--- Problem to work on ---
Rewrite everything from the line containing "Query: **neighboring white house**" down to the line containing "Give the mask of the **neighboring" in the records below, putting "format" in place of "layout" and keeping all else the same.

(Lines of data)
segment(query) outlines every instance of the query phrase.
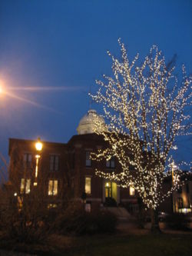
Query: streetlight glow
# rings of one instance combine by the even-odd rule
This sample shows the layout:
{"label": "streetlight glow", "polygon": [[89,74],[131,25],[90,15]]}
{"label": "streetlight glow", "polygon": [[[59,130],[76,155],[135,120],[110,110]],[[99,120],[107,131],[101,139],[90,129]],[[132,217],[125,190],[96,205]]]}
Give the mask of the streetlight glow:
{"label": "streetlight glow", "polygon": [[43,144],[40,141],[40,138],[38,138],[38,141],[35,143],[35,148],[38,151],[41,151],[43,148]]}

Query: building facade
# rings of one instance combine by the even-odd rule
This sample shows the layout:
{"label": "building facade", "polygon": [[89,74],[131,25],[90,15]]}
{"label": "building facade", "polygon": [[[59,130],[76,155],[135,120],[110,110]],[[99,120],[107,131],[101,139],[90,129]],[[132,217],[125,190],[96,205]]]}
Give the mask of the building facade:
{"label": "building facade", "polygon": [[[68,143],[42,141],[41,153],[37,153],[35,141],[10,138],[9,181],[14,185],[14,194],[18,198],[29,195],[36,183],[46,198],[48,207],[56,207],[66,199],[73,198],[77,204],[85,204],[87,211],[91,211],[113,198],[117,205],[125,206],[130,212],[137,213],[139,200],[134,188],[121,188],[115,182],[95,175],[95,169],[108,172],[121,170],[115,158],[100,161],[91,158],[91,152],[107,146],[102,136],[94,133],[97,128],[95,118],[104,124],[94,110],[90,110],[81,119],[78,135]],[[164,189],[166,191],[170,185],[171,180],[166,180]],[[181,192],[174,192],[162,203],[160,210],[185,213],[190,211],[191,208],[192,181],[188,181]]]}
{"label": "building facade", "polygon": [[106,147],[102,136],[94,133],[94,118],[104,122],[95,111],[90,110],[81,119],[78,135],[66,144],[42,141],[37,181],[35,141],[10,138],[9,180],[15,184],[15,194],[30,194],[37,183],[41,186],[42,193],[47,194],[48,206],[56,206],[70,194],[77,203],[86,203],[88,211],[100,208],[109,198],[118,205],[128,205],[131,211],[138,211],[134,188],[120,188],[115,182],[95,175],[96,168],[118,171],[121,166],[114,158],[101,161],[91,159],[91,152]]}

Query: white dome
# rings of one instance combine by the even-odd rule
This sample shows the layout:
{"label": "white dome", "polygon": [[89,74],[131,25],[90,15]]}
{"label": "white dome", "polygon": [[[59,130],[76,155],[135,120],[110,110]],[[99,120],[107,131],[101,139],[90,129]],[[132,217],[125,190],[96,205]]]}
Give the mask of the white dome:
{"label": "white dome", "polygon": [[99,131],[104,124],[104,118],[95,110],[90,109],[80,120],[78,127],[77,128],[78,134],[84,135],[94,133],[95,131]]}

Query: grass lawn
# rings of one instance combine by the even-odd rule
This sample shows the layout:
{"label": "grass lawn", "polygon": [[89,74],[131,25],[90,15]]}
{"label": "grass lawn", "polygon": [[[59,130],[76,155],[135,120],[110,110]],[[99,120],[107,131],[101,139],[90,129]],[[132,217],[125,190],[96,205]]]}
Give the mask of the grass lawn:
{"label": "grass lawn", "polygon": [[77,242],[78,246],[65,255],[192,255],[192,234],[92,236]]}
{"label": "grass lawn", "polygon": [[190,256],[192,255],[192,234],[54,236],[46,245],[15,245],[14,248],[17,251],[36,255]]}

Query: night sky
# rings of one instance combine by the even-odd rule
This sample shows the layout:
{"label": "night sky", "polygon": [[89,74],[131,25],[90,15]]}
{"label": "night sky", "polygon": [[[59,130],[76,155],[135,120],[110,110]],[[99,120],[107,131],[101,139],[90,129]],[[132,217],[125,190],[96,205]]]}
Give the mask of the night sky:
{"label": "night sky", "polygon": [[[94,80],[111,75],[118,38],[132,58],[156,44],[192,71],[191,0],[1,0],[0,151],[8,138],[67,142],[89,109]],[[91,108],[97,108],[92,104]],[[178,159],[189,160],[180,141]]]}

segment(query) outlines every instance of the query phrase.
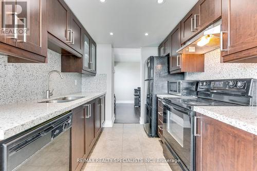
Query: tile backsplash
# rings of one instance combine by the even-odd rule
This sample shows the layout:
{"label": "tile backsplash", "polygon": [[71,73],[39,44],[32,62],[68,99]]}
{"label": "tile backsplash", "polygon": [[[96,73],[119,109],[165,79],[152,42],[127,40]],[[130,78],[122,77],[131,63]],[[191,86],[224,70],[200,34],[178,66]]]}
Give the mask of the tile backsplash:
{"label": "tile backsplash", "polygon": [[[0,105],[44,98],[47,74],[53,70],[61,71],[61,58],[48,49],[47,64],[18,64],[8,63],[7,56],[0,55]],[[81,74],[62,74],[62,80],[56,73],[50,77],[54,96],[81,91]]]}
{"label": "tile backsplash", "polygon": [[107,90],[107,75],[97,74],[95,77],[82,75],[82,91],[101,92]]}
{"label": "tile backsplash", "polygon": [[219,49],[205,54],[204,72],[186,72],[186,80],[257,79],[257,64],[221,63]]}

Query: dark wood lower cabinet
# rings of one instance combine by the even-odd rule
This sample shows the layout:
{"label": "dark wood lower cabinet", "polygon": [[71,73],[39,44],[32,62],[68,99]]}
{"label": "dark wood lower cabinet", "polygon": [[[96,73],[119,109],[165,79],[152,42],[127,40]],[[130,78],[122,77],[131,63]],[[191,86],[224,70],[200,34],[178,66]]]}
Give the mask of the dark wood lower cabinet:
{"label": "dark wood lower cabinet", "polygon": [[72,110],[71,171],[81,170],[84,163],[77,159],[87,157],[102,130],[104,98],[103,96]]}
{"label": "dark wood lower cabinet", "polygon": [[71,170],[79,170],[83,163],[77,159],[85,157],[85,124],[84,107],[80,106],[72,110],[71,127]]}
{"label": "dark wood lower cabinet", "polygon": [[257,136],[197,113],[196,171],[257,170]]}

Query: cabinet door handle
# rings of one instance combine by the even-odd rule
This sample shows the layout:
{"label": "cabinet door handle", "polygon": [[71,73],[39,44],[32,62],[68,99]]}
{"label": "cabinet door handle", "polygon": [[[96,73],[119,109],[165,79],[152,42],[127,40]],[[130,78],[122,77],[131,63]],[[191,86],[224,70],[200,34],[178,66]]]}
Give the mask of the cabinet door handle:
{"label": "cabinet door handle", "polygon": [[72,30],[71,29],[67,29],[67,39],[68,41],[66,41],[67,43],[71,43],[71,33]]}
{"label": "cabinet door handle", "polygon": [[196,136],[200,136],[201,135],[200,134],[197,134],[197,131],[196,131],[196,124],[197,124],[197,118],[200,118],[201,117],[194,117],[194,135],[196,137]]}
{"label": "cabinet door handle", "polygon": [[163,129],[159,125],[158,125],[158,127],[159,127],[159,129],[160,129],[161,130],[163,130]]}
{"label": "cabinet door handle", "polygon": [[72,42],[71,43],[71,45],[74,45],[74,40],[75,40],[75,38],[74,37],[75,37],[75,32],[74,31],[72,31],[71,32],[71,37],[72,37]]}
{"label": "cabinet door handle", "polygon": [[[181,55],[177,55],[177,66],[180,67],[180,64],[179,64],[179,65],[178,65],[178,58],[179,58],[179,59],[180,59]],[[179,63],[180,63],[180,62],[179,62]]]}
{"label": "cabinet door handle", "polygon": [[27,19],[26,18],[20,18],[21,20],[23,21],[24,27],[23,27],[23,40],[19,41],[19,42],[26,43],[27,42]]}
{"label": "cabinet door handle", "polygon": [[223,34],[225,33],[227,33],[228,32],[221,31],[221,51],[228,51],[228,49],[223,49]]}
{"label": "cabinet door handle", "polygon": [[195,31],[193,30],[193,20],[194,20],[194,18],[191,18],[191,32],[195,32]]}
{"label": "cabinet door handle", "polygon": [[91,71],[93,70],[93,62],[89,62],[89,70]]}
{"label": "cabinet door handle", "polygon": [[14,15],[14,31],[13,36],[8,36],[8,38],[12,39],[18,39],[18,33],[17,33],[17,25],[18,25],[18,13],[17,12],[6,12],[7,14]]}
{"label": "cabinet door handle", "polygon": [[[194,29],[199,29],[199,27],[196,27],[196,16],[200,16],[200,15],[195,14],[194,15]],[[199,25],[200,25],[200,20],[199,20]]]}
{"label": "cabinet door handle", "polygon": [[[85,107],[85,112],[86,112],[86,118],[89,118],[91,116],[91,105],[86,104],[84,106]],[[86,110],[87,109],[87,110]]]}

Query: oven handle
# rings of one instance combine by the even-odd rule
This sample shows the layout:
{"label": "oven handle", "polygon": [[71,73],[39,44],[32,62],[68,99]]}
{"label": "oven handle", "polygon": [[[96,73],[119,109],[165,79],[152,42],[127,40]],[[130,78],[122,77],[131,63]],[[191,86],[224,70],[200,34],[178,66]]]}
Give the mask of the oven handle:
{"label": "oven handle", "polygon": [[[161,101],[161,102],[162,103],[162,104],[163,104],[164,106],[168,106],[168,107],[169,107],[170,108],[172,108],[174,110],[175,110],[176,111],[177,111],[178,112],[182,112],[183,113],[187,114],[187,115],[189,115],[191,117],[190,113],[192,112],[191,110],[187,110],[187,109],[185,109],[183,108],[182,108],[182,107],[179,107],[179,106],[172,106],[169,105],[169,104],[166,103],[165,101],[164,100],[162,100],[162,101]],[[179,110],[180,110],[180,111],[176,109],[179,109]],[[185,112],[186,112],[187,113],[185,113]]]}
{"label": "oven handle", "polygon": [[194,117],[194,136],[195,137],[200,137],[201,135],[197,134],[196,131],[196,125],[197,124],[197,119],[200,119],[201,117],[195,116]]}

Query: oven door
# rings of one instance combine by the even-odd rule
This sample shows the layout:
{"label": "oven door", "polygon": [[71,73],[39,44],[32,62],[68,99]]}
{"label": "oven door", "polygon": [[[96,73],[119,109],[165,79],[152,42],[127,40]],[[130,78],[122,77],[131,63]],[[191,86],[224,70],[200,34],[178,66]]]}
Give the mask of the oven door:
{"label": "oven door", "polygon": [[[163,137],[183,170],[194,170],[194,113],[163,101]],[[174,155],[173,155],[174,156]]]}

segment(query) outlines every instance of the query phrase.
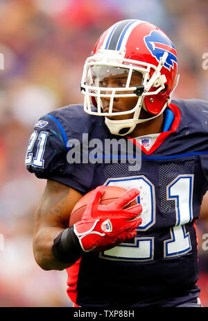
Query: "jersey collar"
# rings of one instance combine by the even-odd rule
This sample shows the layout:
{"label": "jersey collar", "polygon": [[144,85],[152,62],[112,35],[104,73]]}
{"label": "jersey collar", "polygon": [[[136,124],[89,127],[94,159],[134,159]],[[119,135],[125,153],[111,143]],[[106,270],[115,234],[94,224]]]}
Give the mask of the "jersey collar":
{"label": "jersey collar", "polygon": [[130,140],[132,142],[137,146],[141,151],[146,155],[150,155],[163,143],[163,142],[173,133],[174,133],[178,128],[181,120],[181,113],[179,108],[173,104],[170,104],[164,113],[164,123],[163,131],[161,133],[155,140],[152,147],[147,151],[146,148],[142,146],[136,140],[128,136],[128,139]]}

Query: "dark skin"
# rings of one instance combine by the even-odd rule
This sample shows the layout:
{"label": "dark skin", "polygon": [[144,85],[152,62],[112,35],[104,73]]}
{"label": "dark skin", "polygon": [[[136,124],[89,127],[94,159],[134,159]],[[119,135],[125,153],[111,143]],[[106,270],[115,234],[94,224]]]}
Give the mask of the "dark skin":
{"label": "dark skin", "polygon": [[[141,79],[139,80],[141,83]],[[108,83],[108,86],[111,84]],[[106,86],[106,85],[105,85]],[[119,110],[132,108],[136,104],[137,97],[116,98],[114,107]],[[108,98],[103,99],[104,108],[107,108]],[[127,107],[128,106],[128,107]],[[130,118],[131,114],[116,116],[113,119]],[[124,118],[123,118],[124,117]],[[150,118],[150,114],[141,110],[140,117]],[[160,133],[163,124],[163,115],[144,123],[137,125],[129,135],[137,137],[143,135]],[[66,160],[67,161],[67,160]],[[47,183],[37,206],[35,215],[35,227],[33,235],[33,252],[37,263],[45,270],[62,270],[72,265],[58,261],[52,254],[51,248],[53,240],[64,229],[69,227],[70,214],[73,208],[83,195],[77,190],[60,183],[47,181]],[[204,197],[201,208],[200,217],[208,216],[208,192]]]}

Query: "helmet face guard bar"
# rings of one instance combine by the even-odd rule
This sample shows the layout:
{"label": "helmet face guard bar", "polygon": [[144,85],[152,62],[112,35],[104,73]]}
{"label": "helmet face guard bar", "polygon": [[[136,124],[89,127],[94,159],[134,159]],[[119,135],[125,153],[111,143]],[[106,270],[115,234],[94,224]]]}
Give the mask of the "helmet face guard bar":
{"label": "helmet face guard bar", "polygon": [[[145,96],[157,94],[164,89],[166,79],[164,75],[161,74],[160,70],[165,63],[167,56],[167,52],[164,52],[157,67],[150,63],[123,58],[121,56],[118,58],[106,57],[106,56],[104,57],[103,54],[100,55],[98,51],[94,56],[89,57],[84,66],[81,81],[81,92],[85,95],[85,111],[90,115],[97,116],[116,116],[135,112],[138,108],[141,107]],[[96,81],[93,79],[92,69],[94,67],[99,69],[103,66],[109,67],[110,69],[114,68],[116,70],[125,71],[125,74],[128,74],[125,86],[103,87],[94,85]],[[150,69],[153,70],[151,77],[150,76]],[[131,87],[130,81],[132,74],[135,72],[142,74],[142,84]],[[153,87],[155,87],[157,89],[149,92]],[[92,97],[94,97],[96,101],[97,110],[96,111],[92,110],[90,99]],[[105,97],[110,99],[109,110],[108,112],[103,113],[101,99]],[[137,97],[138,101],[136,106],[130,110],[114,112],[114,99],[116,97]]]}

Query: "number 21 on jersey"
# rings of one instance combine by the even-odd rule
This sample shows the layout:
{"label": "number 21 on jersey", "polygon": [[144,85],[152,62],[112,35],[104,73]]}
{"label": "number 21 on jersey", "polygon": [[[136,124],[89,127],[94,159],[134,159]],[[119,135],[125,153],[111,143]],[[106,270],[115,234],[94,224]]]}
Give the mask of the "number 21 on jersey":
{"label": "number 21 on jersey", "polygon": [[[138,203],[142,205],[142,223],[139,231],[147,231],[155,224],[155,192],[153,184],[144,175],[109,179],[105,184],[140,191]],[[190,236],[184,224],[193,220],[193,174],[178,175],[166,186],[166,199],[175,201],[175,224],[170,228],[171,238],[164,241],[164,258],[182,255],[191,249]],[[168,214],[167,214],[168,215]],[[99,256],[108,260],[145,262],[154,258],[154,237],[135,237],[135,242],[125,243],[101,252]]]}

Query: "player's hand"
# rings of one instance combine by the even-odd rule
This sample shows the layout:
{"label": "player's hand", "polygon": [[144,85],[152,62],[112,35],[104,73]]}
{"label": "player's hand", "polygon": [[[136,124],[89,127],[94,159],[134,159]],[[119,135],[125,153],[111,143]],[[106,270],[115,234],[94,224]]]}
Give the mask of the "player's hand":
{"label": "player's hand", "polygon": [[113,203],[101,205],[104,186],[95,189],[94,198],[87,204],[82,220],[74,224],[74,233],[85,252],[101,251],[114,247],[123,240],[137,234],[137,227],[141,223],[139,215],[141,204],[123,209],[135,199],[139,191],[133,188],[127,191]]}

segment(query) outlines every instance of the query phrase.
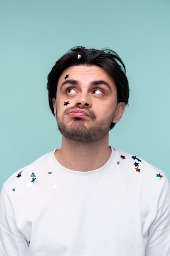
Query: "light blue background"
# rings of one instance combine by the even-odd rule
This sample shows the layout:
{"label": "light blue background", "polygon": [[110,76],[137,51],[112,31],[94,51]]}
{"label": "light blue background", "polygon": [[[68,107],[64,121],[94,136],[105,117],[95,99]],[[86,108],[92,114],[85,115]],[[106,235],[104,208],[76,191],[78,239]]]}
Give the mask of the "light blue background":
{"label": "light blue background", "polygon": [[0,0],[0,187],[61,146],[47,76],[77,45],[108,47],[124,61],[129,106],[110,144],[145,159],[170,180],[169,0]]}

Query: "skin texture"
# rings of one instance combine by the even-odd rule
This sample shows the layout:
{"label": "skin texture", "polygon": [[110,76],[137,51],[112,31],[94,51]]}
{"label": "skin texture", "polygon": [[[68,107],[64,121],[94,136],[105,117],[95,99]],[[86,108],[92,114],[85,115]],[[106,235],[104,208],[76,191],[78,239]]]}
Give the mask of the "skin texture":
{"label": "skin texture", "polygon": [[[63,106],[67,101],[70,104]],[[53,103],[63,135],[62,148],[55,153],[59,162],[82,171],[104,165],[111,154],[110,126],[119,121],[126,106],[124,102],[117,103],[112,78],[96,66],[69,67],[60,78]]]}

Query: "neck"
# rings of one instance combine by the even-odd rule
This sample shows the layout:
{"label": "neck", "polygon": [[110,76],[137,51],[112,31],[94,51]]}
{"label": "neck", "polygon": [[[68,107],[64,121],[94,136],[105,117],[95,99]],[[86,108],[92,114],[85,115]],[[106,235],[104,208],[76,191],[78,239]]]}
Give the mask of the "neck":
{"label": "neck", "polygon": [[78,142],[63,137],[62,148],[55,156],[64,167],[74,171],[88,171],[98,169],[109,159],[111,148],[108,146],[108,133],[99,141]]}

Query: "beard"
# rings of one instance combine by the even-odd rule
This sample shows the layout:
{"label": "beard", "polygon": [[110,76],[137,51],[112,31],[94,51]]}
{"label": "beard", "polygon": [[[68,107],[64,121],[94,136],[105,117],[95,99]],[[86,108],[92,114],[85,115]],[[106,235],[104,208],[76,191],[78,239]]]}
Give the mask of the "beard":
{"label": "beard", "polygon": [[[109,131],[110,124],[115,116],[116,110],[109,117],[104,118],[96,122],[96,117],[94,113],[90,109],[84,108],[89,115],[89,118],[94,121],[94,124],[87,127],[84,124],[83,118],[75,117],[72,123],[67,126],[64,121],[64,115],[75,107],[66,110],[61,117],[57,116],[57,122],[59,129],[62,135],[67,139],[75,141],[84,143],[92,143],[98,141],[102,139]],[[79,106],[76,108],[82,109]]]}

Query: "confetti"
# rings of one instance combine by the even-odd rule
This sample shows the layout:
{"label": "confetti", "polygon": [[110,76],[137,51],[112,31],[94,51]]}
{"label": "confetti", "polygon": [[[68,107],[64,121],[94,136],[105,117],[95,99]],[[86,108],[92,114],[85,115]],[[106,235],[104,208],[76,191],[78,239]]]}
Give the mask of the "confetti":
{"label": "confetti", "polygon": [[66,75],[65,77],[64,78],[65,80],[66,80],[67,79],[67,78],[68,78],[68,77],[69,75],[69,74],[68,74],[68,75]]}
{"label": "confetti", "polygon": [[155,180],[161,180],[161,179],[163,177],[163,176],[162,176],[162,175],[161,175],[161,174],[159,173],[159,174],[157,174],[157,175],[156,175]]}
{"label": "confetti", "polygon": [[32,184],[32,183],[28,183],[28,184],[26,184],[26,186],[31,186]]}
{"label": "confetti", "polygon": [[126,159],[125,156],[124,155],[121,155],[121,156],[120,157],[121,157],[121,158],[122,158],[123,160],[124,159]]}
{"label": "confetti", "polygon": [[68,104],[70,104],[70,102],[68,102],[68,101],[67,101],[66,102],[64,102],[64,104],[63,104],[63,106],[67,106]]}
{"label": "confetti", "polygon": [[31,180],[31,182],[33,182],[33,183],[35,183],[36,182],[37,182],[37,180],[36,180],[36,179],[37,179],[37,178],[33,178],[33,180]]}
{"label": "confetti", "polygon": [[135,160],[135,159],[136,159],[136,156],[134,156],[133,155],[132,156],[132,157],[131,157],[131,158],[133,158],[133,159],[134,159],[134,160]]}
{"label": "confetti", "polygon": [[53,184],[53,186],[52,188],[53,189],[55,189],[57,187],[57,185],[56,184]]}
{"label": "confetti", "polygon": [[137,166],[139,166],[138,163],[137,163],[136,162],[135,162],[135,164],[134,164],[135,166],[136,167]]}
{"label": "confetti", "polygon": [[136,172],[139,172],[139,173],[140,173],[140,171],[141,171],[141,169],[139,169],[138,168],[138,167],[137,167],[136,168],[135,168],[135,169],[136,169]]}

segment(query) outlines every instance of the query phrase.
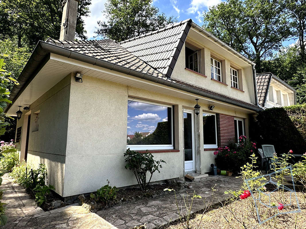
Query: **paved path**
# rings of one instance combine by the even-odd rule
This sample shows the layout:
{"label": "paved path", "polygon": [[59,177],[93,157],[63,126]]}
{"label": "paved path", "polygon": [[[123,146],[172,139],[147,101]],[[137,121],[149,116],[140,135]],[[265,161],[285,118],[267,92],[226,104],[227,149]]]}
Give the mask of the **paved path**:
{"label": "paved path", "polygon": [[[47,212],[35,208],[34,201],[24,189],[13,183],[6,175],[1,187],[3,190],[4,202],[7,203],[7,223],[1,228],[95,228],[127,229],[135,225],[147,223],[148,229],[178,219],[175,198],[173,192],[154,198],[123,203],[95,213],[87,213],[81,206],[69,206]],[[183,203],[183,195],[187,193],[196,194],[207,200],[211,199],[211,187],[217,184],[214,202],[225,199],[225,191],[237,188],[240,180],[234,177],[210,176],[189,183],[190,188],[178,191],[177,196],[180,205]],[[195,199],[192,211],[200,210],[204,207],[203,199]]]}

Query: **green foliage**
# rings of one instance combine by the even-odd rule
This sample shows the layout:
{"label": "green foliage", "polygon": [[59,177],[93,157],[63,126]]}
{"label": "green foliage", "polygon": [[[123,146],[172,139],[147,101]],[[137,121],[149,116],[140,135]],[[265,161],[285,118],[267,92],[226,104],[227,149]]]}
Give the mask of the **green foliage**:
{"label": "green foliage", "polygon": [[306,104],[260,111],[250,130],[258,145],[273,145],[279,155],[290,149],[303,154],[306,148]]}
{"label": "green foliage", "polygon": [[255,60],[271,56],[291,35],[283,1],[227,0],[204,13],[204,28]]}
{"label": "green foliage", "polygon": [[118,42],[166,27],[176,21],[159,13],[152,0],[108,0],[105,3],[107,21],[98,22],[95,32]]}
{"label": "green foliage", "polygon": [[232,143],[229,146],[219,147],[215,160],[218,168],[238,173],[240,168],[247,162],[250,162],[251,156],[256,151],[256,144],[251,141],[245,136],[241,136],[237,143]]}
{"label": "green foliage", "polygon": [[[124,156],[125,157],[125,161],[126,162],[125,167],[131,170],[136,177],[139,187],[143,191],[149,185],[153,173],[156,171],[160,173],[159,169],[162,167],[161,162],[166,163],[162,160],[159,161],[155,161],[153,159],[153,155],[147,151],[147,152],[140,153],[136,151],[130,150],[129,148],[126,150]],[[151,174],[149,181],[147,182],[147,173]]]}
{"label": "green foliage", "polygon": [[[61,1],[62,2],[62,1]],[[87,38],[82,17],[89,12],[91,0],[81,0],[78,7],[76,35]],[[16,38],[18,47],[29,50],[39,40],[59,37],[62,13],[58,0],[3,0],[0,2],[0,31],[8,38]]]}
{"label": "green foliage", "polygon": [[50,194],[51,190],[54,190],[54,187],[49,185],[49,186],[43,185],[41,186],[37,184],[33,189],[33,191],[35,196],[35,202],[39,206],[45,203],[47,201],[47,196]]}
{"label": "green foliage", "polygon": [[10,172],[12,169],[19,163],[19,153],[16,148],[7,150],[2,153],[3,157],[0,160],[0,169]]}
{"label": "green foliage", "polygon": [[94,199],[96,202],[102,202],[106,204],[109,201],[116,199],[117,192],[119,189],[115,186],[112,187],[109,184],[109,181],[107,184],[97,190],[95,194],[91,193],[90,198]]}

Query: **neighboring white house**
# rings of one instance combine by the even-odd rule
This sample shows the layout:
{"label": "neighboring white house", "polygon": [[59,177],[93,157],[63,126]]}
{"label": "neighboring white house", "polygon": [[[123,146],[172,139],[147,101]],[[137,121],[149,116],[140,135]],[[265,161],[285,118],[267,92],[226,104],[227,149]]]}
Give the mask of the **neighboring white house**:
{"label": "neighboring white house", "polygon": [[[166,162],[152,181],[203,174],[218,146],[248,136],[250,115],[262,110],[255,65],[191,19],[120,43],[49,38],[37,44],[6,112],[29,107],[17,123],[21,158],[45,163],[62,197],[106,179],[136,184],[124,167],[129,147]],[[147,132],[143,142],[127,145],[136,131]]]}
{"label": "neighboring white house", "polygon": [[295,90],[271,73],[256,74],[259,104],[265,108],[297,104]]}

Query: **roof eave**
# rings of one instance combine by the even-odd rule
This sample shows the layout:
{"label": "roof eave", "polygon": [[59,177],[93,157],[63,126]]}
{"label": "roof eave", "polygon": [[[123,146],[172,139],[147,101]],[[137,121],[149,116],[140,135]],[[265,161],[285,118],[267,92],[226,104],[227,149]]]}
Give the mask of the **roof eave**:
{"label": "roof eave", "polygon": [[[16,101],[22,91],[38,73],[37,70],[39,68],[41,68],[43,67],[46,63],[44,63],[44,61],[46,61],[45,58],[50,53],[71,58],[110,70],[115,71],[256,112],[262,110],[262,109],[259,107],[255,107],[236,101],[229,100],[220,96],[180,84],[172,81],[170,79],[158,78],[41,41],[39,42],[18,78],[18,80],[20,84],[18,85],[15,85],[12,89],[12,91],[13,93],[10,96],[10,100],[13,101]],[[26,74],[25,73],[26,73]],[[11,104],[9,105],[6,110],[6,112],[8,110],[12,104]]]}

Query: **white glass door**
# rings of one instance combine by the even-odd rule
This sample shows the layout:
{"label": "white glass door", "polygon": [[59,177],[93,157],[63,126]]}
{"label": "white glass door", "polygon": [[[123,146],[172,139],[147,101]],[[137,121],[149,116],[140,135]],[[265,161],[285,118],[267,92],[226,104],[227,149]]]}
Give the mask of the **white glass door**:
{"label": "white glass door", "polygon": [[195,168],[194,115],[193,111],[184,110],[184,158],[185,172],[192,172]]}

--- Answer to this problem ---
Query: **neighboring white house**
# rings of one instance combine by the even-odd rule
This sample shows the format:
{"label": "neighboring white house", "polygon": [[59,177],[93,157],[63,126]]}
{"label": "neighboring white house", "polygon": [[[123,146],[172,139],[147,101]],[[137,121],[149,116],[140,135]],[[265,161],[285,118],[267,92],[226,104],[227,149]]]}
Give the mask of the **neighboring white house**:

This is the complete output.